The problem: Write out the passage on Gustaf Gründgens word for word, beginning at the words "His best known" and stopping after the words "Fritz Lang's M.".

Source document:
************

Gustaf Gründgens (; 22 December 1899 – 7 October 1963), born Gustav Heinrich Arnold Gründgens, was one of Germany's most famous and influential actors of the 20th century, and artistic director of theatres in Berlin, Düsseldorf, and Hamburg. His career continued unimpeded through the years of the Nazi regime; the extent to which this can be considered as deliberate collaboration with the Nazis is hotly disputed.

His best known roles were that of Mephistopheles in Goethe's Faust in 1960, and as "Der Schränker" (The Safecracker) who is the chief judge of the kangaroo court presiding over Hans Beckert (Peter Lorre) in Fritz Lang's M.

Early life
Born in Düsseldorf, Gründgens attended the drama school of the Düsseldorfer Schauspielhaus after World War I and started his career at smaller theaters in Halberstadt, Kiel, and Berlin.

Career
In 1923, he joined the Kammerspiele in Hamburg, where he changed his first name to Gustaf and appeared as a director for the first time. In 1925, Gründgens wrote to Klaus Mann to propose a Hamburg production of Mann’s play Anja and Esther. Mann agreed, and Anja and Esther was performed in Hamburg with Gründgens directing and playing the role of Jakob. Mann played the role of Kaspar, while his sister Erika and his fiancée Pamela Wedekind played the lead roles of Anja and Esther. The play marked the beginning of Gründgens’ collaborations with the Mann siblings and Wedekind, as well as the beginning of his romantic relationship with Klaus Mann.

In 1928, he moved back to Berlin to join the renowned ensemble of the Deutsches Theater under the director Max Reinhardt. Apart from spoken theatre, Gründgens also worked with Otto Klemperer at the Kroll Opera, as a cabaret artist and as a screen actor, most notably in Fritz Lang's 1931 film M, which significantly increased his popularity. From 1932 he was a member of the Prussian State Theatre ensemble, in which he first stood out in the role of Mephistopheles.

************

Data listing:
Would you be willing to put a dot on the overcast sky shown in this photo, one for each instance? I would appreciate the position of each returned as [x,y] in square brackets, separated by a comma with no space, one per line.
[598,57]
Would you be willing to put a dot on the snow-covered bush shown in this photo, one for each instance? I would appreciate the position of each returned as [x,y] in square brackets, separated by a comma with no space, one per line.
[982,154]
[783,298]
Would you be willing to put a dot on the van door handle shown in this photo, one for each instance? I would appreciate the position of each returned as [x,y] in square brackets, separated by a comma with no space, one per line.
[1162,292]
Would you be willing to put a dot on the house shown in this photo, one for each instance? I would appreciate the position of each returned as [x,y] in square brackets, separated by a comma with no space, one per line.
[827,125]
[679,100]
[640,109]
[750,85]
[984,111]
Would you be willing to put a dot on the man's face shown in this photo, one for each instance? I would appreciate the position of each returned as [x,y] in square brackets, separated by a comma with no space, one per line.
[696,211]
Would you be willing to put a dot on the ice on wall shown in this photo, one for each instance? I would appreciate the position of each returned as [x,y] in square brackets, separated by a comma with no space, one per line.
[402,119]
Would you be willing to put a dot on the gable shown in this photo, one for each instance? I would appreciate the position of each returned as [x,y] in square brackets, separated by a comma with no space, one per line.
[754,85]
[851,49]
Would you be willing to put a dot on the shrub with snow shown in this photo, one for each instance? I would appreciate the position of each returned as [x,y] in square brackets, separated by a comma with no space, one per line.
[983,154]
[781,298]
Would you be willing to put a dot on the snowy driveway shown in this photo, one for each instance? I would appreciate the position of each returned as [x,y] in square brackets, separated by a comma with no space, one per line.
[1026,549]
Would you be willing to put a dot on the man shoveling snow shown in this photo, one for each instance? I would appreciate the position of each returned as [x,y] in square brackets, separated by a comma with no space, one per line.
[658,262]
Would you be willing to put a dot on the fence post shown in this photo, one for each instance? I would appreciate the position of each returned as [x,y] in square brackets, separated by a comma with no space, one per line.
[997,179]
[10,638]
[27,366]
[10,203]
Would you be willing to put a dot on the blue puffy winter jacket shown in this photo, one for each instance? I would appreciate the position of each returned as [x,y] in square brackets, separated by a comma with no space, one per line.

************

Correct response:
His best known roles were that of Mephistopheles in Goethe's Faust in 1960, and as "Der Schränker" (The Safecracker) who is the chief judge of the kangaroo court presiding over Hans Beckert (Peter Lorre) in Fritz Lang's M.